-- begin Text block --

And so, today and tomorrow and the next day, and the day after that, and even the following day, I will smile. If things are happy and joyful and beautiful, I will smile. But if not, I will smile anyway because life itself is happy and joyful and beautiful.

Tuesday, December 18, 2012

Dad and Rob!

I apologize. The pathetic-ness times have become few and far between. I'm okay, I just need to give in every once in a while. I'm in a battle between trying to get over it and trying to confront my feelings. I don't want to repress anything, but I also don't want to give in to my emotions too often. I was talking with my doctor and we decided that by the end of December, I wouldn't let this bother me anymore. I plan on sticking to that. After December I will have no more breakdowns. I think that's sufficient time to heal.

Last night my Dad gave me a big hug and said something that I knew, but didn't know well enough: NO guy is EVER worth that many tears. Why would I even want to be with someone who makes me feel this way? I thought about it a lot and came the realization that I want someone who is on my level. I did so much pulling in that relationship. I want someone who is naturally hard working. Someone who wants to give me the world. When I find the right guy, he'll be worth the tears, but he won't make me need to use them. 

My Dad is the greatest man I have ever been privileged to know. He is extremely dedicated and hard working. He provides, presides over, and protects me. He is funny, serious, kind, and helpful. He always knows exactly what to say. He excels in his business as well as magnifies every calling he's given. My brother in law Robert is right up next to my Dad. When Lindsay and Rob met, he was just about to graduate from BYU. He had a nice paying job lined up. He doesn't love his work, but he works tirelessly anyway for my sister. They've been able to purchase a beautiful home and fill it with nice things. Rob is funny and loving and the brother I've always wanted. My Dad and brother have truly set a high standard for whoever my future husband is. I plan on finding someone like them.

Of course, in the mean time, that means I have a lot of work to do. I figure that the more I prepare myself, the more worthy I'll be of someone like them. Those men are great, and so are my Mom and sister Lindsay. I want to be deserving of a beautiful eternal marriage. I'm so so so grateful for a Mom and Dad who have taught me to not settle for less.

Wednesday, December 12, 2012

Now, I normally try to be positive about the way I look. I think I have a decent enough face, and I like my smile and eye color. However, this week, I just feel ugly! My bottom left eyelid is swollen--I have no idea why. But it's puffy and pink and kind of hurts. On top of that my eyes and skin are dry from the cold weather. My hair isn't cooperating, my face is breaking out. I don't have the energy to wear anything besides a hoodie and I've been staying on campus after work each morning. Therefore, little to no make up each day. And I've been wearing my glasses, not contacts. On top of that, I'm getting almost no sleep and so I have huge bags under my eyes.

THIS FINALS WEEK THING IS HARD.

-- end Text block --
-- begin Record set --

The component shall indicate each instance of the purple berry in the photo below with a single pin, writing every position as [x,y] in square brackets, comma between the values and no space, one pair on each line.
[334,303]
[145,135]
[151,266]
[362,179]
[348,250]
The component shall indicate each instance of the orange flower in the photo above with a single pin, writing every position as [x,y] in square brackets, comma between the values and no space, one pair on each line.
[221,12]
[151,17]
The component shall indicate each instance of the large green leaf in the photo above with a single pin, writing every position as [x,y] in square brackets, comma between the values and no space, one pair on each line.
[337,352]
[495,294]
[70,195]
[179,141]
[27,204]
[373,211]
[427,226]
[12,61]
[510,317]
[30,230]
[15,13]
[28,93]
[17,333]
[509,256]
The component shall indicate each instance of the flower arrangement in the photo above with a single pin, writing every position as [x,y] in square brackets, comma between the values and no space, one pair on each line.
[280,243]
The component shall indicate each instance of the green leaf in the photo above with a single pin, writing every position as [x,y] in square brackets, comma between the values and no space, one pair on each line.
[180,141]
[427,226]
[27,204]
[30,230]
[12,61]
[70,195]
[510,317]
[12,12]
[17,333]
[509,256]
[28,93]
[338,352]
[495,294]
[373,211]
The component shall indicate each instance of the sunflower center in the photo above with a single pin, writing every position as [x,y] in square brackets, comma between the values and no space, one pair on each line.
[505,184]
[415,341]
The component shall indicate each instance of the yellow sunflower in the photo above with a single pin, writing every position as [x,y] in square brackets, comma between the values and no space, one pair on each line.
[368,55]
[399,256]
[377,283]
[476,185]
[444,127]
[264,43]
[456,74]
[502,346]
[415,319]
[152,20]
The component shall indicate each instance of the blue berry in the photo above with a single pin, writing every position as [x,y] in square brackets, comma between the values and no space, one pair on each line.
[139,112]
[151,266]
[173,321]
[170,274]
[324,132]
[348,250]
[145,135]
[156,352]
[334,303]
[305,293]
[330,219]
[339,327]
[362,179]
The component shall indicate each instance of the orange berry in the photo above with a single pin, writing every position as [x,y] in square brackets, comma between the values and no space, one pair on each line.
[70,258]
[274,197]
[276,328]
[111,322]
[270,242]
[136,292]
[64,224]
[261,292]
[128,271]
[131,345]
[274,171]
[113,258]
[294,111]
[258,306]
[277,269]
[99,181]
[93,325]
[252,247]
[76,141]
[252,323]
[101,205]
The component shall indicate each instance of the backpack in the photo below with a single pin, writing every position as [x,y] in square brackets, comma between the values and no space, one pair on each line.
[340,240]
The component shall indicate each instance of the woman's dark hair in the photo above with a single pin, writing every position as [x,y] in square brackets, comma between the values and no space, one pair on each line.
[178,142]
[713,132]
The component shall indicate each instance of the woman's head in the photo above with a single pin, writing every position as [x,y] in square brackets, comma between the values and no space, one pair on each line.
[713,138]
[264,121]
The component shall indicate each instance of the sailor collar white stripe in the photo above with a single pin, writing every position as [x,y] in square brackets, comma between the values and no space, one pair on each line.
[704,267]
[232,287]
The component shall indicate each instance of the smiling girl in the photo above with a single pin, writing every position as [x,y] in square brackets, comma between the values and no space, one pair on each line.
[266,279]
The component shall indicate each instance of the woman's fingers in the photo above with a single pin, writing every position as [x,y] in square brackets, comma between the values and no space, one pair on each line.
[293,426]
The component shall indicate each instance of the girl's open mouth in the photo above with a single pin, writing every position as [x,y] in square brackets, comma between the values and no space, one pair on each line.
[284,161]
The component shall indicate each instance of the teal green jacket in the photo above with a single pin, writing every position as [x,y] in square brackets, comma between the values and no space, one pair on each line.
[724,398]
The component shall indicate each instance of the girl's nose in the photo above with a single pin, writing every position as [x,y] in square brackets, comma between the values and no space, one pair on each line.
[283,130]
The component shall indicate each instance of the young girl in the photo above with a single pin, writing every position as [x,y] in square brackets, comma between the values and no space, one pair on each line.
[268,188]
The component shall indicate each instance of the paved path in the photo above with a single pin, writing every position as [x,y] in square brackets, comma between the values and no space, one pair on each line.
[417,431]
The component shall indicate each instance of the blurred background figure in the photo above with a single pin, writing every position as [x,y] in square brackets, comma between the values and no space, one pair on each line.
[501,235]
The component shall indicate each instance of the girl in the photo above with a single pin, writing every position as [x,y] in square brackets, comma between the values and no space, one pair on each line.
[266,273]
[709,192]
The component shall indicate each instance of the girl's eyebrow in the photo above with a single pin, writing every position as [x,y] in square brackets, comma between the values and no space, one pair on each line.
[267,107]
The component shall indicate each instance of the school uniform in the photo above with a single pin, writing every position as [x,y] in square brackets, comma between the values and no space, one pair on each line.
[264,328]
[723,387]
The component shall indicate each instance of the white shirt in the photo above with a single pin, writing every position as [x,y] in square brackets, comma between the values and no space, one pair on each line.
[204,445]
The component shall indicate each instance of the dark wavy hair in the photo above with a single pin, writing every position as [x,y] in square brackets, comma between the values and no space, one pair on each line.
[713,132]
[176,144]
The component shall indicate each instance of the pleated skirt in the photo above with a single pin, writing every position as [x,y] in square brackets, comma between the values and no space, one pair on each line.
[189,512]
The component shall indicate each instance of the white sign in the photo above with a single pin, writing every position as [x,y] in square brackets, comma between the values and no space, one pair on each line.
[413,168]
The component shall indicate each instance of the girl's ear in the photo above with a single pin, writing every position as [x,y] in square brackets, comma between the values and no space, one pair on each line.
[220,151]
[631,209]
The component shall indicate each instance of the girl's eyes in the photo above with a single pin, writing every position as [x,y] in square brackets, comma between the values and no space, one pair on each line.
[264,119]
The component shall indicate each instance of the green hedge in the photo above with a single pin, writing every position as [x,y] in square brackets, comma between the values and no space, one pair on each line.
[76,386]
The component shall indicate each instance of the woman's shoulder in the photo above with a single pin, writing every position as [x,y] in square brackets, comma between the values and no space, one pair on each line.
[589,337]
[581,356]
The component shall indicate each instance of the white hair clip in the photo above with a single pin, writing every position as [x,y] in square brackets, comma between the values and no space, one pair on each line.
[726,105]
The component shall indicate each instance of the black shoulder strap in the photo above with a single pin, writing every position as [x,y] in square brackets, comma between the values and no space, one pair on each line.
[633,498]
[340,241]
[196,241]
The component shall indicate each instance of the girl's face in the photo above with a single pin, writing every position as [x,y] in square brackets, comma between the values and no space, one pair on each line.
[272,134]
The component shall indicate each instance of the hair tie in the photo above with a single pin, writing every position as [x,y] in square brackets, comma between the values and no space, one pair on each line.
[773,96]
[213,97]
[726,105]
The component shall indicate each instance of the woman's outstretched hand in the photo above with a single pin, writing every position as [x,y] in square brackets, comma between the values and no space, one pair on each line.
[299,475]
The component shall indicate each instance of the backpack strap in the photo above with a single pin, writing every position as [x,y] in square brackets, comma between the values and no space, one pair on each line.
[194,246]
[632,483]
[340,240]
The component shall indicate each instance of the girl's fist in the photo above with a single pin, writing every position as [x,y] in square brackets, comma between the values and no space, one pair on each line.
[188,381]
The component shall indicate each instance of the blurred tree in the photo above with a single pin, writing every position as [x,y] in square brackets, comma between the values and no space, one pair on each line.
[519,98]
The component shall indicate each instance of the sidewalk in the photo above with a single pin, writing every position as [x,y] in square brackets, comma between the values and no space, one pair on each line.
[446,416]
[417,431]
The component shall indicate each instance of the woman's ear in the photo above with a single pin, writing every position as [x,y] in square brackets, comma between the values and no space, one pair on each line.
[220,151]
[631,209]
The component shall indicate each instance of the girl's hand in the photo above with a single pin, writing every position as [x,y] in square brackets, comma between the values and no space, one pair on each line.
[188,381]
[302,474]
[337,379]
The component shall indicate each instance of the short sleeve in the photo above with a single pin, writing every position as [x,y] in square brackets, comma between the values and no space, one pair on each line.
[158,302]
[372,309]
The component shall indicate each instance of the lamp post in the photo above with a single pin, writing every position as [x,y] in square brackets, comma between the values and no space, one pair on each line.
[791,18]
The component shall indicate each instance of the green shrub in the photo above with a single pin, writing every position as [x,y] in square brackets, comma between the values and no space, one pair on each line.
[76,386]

-- end Record set --

Please answer from the blog excerpt: what was Rob about to do when he and Lindsay met?

He was about to graduate from BYU.